◆ Instructions to follow
All entries below must be retyped exactly, though pictures are to be skipped.

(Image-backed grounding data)
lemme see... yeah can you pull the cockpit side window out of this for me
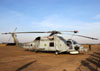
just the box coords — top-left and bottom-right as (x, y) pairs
(66, 41), (72, 46)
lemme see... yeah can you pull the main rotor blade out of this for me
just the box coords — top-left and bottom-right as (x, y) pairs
(2, 32), (50, 34)
(75, 34), (98, 40)
(66, 34), (98, 40)
(13, 30), (78, 34)
(60, 30), (78, 33)
(15, 31), (51, 34)
(1, 30), (78, 34)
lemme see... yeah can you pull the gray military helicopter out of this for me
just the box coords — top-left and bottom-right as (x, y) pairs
(2, 30), (98, 54)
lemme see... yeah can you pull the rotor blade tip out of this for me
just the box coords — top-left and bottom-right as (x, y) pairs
(74, 30), (78, 33)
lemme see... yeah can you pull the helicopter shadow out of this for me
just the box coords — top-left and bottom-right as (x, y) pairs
(25, 49), (70, 55)
(76, 52), (100, 71)
(16, 60), (37, 71)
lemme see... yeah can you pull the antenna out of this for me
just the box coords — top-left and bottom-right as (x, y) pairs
(70, 30), (78, 39)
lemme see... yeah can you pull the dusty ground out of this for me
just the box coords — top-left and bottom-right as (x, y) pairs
(0, 46), (100, 71)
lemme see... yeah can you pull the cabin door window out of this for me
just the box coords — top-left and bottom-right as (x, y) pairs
(49, 42), (54, 47)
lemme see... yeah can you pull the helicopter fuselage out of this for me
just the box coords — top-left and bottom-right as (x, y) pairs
(21, 35), (87, 54)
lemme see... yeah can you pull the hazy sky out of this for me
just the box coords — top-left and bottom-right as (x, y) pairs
(0, 0), (100, 43)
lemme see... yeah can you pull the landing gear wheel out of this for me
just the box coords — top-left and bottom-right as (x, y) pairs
(55, 51), (59, 55)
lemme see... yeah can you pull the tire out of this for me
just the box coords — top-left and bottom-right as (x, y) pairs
(55, 51), (59, 55)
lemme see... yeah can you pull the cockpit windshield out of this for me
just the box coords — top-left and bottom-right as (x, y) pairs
(72, 40), (78, 44)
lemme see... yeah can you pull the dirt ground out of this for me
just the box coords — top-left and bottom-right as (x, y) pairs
(0, 46), (100, 71)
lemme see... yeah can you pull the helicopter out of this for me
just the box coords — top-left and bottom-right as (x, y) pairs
(2, 30), (98, 54)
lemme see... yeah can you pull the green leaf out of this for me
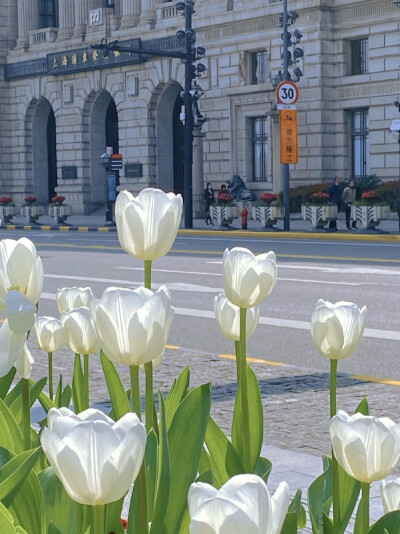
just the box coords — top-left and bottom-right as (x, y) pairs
(308, 455), (333, 534)
(71, 354), (84, 414)
(253, 456), (272, 483)
(149, 392), (171, 534)
(105, 499), (124, 534)
(100, 350), (130, 419)
(0, 399), (23, 453)
(38, 467), (77, 534)
(0, 447), (42, 500)
(162, 384), (210, 534)
(165, 367), (190, 429)
(0, 369), (16, 399)
(38, 391), (57, 415)
(8, 378), (47, 425)
(280, 512), (298, 534)
(196, 469), (214, 484)
(336, 465), (361, 534)
(47, 523), (64, 534)
(198, 447), (212, 477)
(0, 501), (29, 534)
(54, 375), (63, 408)
(288, 489), (307, 529)
(355, 396), (369, 416)
(61, 385), (72, 408)
(231, 366), (263, 472)
(369, 511), (400, 533)
(205, 417), (244, 488)
(145, 429), (158, 520)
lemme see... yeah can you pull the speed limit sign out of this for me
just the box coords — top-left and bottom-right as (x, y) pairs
(276, 81), (299, 105)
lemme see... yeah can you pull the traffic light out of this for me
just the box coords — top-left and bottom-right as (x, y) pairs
(279, 10), (304, 84)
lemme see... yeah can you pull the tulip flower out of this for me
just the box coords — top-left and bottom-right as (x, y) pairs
(0, 237), (43, 310)
(214, 293), (260, 341)
(223, 248), (277, 309)
(5, 290), (36, 334)
(311, 300), (367, 360)
(330, 410), (400, 483)
(35, 316), (65, 353)
(61, 307), (99, 356)
(381, 478), (400, 514)
(188, 474), (290, 534)
(57, 287), (95, 314)
(115, 189), (183, 261)
(40, 407), (147, 506)
(95, 286), (173, 367)
(14, 343), (34, 380)
(0, 320), (28, 377)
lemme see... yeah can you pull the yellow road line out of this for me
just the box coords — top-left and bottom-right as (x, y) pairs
(166, 344), (180, 350)
(351, 374), (400, 387)
(98, 228), (109, 232)
(219, 353), (287, 366)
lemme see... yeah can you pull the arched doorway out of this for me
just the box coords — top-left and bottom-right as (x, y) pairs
(31, 98), (57, 203)
(156, 82), (184, 194)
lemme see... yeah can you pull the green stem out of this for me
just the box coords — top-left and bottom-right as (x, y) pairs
(239, 307), (251, 471)
(144, 362), (153, 433)
(137, 464), (148, 534)
(22, 378), (31, 450)
(234, 340), (241, 384)
(48, 352), (53, 401)
(360, 482), (370, 533)
(144, 259), (152, 289)
(75, 504), (83, 534)
(130, 365), (141, 419)
(93, 505), (105, 534)
(84, 354), (89, 410)
(330, 358), (339, 531)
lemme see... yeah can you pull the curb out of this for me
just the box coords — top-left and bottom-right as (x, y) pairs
(2, 224), (117, 232)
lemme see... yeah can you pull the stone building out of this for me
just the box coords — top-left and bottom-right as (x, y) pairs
(0, 0), (399, 214)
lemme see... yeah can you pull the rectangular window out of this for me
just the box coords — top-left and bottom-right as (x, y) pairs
(351, 38), (368, 75)
(351, 109), (369, 178)
(39, 0), (58, 28)
(250, 51), (268, 84)
(251, 117), (268, 181)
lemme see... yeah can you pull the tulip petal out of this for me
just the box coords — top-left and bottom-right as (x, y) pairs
(35, 316), (65, 353)
(0, 320), (27, 377)
(381, 478), (400, 514)
(6, 290), (36, 334)
(188, 482), (219, 518)
(14, 343), (34, 379)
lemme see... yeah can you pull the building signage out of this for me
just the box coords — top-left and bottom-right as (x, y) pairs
(89, 8), (103, 26)
(280, 109), (298, 164)
(276, 81), (299, 106)
(61, 166), (77, 180)
(125, 163), (143, 178)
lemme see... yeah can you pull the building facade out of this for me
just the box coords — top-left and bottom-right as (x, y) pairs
(0, 0), (399, 213)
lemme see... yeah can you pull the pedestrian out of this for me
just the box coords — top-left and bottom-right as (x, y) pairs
(217, 184), (232, 204)
(203, 182), (215, 225)
(327, 176), (342, 230)
(342, 179), (357, 230)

◆ Answer space
lemme see... yeah can you pull the cockpit side window out of this for me
just the box coords — top-left and bottom-right as (x, y) pairs
(66, 41), (72, 46)
lemme see... yeah can you pull the main rotor blade out of this for me
just the box coords — top-left and bottom-right as (x, y) pairs
(2, 32), (50, 34)
(75, 34), (98, 40)
(66, 34), (98, 40)
(13, 30), (78, 34)
(60, 30), (78, 33)
(15, 31), (51, 34)
(1, 30), (78, 34)
lemme see... yeah can you pull the gray military helicopter out of this for me
just the box coords — top-left and bottom-right as (x, y) pairs
(2, 30), (98, 54)
lemme see... yeah can you pull the rotor blade tip out of this for me
just the box coords — top-left and bottom-right as (x, y) pairs
(74, 30), (78, 33)
lemme see... yeah can you pull the helicopter shadow out of this for me
just the box coords — top-left and bottom-right as (x, y) pairs
(25, 49), (70, 55)
(76, 52), (100, 71)
(16, 60), (37, 71)
lemme see... yeah can you pull the antenna out of this for me
just the box coords — top-left and bottom-right as (x, y) pairs
(70, 30), (78, 39)
lemme see... yeah can you pull the dusty ground out of this for me
just the box coords — top-left and bottom-right as (x, y) pairs
(0, 46), (100, 71)
lemme see... yeah can you pull the cabin door window out of this for me
just the box coords — top-left and bottom-right as (x, y) pairs
(49, 42), (54, 47)
lemme see... yeah can you pull the helicopter fuselage out of this for me
just the box coords — top-left and bottom-right as (x, y) pairs
(21, 35), (87, 54)
lemme see... yeah can you pull the hazy sky out of this for me
just the box coords — top-left and bottom-right as (x, y) pairs
(0, 0), (100, 43)
lemme see... yeah can you pull the landing gear wheel out of this for me
just the box coords — top-left and bottom-right as (x, y) pairs
(55, 51), (59, 55)
lemme see... yeah can you pull the tire out of this for me
just the box coords — top-left and bottom-right as (x, y) pairs
(55, 51), (59, 55)
lemme see... yeah can you pull the cockpit windshield out of this for me
just the box coords — top-left and bottom-right as (x, y) pairs
(72, 40), (78, 44)
lemme see... yeah can you pull the dirt ground out of this for me
just the box coords — top-left and bottom-right as (x, y) pairs
(0, 46), (100, 71)
lemme see... yeah can you pull the helicopter out of this for me
just the box coords — top-left and bottom-right as (x, y) pairs
(2, 30), (98, 54)
lemme see... yeah can you pull the green leaf out of this for me
just the box coords — top-left and bottom-right as (x, y) pairs
(308, 455), (333, 534)
(71, 354), (84, 414)
(253, 456), (272, 483)
(149, 392), (171, 534)
(105, 499), (124, 534)
(100, 350), (130, 419)
(0, 399), (23, 453)
(38, 467), (77, 534)
(0, 447), (42, 500)
(162, 384), (210, 534)
(165, 367), (190, 429)
(0, 369), (16, 399)
(38, 391), (57, 415)
(8, 378), (47, 425)
(280, 512), (298, 534)
(196, 469), (214, 484)
(336, 465), (361, 534)
(47, 523), (64, 534)
(198, 447), (212, 477)
(0, 501), (29, 534)
(54, 375), (63, 408)
(288, 489), (307, 529)
(355, 396), (369, 416)
(61, 385), (72, 408)
(231, 366), (263, 472)
(369, 511), (400, 533)
(205, 417), (244, 488)
(145, 429), (158, 520)
lemme see... yeah can you pull the speed limit sign out of this for me
just the box coords — top-left and bottom-right as (x, y) pairs
(276, 81), (299, 105)
lemme see... yeah can you pull the traffic light out of this for me
just the box coords — top-left and bottom-right as (x, y) pairs
(279, 10), (304, 84)
lemme see... yeah can you pull the tulip flower out of this for me
just the box coords — top-left and bottom-right as (x, y) pairs
(0, 237), (43, 310)
(214, 293), (260, 341)
(223, 248), (277, 309)
(5, 290), (36, 334)
(311, 300), (367, 360)
(330, 410), (400, 483)
(35, 316), (65, 353)
(61, 307), (99, 356)
(381, 478), (400, 514)
(188, 474), (290, 534)
(57, 287), (95, 314)
(115, 189), (183, 261)
(40, 407), (147, 506)
(95, 286), (173, 367)
(14, 343), (34, 380)
(0, 320), (28, 377)
lemme see... yeah can you pull the yellow road line out of this for me
just the box coords — top-left and bottom-right as (x, y) pairs
(166, 344), (180, 350)
(351, 374), (400, 387)
(98, 228), (109, 232)
(219, 353), (287, 366)
lemme see... yeah can you pull the arched doorway out of this for me
just the box coords — top-left and bottom-right as (x, y) pairs
(31, 98), (57, 203)
(156, 82), (184, 194)
lemme see... yeah can you pull the green stem out of this for me
just the box coords — top-left and bottom-right as (x, y) pairs
(239, 307), (251, 471)
(144, 362), (153, 433)
(137, 464), (148, 534)
(22, 378), (31, 450)
(234, 340), (241, 384)
(48, 352), (53, 401)
(360, 482), (370, 533)
(144, 259), (152, 289)
(75, 504), (83, 534)
(130, 365), (141, 419)
(93, 505), (105, 534)
(84, 354), (89, 410)
(330, 358), (339, 531)
lemme see... yeah can you pull the curb out of this for me
just the box coords — top-left and bottom-right as (x, y) pairs
(2, 224), (117, 232)
lemme see... yeah can you pull the stone building out of this for me
just the box coords — top-left and bottom-right as (x, y) pairs
(0, 0), (399, 214)
lemme see... yeah can you pull the rectangular window out of this for me
just the box coords — top-left and bottom-right as (x, y) pairs
(351, 38), (368, 75)
(351, 109), (369, 178)
(39, 0), (58, 28)
(250, 51), (268, 84)
(251, 117), (268, 181)
lemme see... yeah can you pull the tulip petal out of this for me
just the box coords — top-left and bottom-right as (x, y) pairs
(35, 316), (65, 353)
(0, 320), (27, 377)
(381, 478), (400, 514)
(6, 290), (36, 334)
(188, 482), (219, 518)
(14, 343), (34, 379)
lemme see... yeah can you pull the building signage out of this for me
just the box coords — top-left and bottom-right as (x, y) pairs
(89, 8), (103, 26)
(280, 109), (298, 164)
(276, 81), (299, 106)
(61, 166), (77, 180)
(125, 163), (143, 178)
lemme see... yeah can you pull the building facade out of this for me
just the box coords — top-left and bottom-right as (x, y) pairs
(0, 0), (399, 213)
lemme see... yeah can you pull the pedestrian out of this for me
just the box coords — top-left and bottom-right as (x, y) pairs
(217, 184), (232, 204)
(203, 182), (215, 225)
(327, 176), (342, 230)
(342, 179), (357, 230)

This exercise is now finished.